Image-backed grounding data.
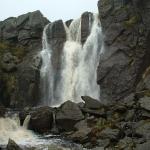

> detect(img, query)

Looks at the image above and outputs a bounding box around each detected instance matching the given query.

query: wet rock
[56,101,84,132]
[7,139,22,150]
[81,12,93,44]
[81,96,103,109]
[0,104,6,117]
[29,106,53,133]
[65,19,73,27]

Problem description.
Output the lines above verbatim, images excluded.

Solution to this problem.
> detect(img, query)

Looks at the image above and outputs a bounding box around each detected instance matching the given query.

query: wet rock
[56,101,84,132]
[7,139,22,150]
[81,12,93,44]
[81,96,103,109]
[0,104,6,117]
[29,106,53,133]
[65,19,73,27]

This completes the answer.